Could you set down, word for word, the lines starting with the one that contains "Could you please indicate the shoe" and going on through the last of the lines below?

== == ==

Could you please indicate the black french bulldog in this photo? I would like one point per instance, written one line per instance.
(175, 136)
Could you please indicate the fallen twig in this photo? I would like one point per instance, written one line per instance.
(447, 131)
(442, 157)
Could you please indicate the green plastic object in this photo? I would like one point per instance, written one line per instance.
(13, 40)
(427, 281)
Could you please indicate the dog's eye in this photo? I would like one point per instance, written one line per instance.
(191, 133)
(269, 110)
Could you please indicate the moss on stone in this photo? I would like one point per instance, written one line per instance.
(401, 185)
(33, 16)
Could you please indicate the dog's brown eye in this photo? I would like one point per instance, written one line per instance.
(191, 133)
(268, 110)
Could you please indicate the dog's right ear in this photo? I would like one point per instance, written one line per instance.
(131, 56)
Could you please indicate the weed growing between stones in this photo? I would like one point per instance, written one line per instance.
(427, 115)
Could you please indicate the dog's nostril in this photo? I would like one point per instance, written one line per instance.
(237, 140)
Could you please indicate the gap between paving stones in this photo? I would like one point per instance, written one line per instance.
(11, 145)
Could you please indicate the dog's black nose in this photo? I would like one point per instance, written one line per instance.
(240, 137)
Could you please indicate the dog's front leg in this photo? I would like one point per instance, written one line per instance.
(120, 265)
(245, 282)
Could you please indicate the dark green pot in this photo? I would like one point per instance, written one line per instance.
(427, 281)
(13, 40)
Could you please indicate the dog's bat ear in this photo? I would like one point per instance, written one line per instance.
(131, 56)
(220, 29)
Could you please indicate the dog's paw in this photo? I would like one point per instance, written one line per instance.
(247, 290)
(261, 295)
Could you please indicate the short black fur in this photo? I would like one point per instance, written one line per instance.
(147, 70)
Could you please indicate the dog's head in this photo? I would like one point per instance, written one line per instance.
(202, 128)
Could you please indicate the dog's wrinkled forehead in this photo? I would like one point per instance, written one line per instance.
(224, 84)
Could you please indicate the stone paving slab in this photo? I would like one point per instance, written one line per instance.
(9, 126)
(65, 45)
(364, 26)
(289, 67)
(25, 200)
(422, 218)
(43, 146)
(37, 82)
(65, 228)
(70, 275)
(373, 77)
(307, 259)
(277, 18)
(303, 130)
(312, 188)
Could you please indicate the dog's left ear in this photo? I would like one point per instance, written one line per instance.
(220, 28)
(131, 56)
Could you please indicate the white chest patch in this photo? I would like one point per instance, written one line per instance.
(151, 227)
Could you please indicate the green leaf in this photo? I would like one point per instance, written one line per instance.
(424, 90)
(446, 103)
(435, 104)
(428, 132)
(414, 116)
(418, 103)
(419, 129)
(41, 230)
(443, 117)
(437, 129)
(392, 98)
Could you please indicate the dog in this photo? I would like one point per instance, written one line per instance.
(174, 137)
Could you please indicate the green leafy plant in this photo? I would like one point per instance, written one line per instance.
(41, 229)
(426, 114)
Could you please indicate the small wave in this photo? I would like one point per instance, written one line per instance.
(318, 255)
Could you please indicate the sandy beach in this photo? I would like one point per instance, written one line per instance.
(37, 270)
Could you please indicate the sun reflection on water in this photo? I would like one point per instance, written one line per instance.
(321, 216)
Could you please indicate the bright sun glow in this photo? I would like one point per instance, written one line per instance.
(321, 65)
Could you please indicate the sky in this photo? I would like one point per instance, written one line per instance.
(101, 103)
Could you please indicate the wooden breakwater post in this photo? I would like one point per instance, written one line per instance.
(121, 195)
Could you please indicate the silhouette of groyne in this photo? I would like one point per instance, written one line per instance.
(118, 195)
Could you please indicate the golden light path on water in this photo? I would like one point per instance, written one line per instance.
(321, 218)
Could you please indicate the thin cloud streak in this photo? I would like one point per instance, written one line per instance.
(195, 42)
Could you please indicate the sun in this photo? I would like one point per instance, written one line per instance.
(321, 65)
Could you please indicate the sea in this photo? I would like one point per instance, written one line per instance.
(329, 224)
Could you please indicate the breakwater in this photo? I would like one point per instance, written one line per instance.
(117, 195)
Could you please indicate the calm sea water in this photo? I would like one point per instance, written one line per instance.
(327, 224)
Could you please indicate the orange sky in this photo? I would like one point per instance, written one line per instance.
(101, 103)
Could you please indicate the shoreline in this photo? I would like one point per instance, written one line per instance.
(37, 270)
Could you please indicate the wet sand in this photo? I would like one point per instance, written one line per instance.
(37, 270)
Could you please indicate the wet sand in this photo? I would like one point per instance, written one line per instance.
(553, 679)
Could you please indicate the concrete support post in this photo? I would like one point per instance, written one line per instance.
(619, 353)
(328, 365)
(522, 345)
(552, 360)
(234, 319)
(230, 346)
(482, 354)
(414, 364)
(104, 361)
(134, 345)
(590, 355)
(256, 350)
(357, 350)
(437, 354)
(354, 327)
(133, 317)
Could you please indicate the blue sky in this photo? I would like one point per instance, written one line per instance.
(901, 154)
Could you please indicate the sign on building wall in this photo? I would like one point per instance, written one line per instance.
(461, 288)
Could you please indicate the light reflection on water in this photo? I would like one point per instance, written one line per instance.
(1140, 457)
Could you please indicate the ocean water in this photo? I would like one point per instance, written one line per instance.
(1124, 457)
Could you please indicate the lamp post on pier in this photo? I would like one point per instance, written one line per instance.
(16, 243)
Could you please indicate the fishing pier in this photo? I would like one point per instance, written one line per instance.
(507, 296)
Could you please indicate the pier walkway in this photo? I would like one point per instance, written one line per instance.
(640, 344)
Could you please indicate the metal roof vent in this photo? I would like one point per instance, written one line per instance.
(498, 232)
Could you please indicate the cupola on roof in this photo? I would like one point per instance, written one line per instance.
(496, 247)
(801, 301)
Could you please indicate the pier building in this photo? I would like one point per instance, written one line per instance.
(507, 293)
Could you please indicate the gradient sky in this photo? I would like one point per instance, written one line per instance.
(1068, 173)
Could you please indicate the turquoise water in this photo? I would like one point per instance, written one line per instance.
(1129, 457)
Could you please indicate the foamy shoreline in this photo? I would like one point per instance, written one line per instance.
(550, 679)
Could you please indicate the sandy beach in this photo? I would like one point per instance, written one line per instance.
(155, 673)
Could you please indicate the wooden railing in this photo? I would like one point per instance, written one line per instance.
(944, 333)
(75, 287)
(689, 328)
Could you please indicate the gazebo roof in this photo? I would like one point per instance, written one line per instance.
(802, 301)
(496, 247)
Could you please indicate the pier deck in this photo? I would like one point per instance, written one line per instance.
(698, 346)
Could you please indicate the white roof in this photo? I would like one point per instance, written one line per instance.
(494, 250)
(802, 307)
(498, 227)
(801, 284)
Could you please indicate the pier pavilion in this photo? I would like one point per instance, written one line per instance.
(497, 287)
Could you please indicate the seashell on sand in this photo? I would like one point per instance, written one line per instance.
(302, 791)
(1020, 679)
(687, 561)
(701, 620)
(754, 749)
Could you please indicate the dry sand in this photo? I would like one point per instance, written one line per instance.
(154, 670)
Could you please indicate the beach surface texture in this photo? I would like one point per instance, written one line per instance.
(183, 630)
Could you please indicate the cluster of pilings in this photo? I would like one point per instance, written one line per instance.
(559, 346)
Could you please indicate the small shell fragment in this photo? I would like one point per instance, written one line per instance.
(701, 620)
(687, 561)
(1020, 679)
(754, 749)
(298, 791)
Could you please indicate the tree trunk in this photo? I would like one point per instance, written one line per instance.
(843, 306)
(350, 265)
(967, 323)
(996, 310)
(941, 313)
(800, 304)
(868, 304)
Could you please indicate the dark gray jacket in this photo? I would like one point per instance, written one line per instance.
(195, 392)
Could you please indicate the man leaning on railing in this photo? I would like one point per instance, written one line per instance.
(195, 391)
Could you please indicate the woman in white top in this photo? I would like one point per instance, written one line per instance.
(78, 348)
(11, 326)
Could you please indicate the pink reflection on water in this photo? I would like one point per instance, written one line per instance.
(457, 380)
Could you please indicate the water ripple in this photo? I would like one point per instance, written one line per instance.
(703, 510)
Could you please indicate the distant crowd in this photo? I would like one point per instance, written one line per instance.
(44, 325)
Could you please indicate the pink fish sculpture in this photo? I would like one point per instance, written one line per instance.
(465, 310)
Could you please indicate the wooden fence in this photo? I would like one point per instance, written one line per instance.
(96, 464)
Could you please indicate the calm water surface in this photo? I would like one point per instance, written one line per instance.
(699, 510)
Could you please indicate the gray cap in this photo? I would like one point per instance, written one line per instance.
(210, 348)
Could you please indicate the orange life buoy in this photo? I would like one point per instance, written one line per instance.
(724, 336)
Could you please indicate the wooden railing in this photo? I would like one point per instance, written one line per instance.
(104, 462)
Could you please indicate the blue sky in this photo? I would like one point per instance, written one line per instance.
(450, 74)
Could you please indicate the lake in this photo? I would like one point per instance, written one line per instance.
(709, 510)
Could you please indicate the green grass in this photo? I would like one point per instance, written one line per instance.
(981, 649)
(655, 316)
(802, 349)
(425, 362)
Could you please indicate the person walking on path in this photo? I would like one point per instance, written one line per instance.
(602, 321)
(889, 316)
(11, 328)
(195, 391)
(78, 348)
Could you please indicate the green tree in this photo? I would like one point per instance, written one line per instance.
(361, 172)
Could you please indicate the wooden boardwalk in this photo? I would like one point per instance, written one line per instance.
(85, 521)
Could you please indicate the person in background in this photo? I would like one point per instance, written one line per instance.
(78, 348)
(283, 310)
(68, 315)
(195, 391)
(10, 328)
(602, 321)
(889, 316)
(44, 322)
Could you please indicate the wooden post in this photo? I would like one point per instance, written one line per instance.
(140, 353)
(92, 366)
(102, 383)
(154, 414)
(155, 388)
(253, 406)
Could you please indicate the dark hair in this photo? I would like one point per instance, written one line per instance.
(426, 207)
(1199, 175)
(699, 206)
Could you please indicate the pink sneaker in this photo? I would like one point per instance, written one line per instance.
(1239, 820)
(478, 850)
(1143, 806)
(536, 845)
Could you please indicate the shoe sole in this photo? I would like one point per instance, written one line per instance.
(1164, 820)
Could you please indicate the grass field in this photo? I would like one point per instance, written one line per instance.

== == ==

## EXERCISE RESPONSE
Could you please indicate the shoe sole in this photo? I would like one point per instance, written one line per instance.
(1164, 820)
Could you please indicate the grass field in this photo? I would like one point per instance, written one line per instance.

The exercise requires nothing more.